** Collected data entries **
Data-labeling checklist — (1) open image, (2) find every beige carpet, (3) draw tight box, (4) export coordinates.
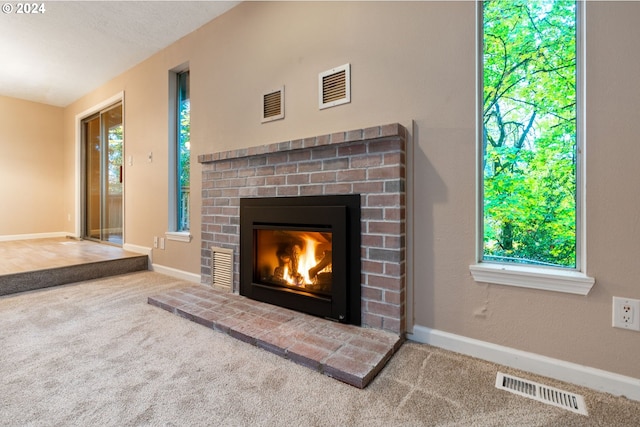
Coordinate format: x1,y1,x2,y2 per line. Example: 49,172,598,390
1,271,638,426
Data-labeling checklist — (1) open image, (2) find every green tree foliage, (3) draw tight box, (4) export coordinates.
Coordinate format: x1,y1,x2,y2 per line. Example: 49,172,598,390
483,0,577,267
177,70,191,231
108,124,123,194
179,98,190,189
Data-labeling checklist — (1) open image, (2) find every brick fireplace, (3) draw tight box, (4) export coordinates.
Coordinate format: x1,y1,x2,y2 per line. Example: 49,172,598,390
198,123,407,335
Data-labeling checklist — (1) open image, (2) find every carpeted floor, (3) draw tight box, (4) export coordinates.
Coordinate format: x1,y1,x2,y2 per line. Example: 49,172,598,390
1,271,639,426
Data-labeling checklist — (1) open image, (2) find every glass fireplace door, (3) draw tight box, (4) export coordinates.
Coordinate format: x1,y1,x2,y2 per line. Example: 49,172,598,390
255,228,333,296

** WHAT THIS TASK INVOLVES **
Count up the lines above that include the string "fireplace" and report nothing but that number.

** ANSWER BELOW **
2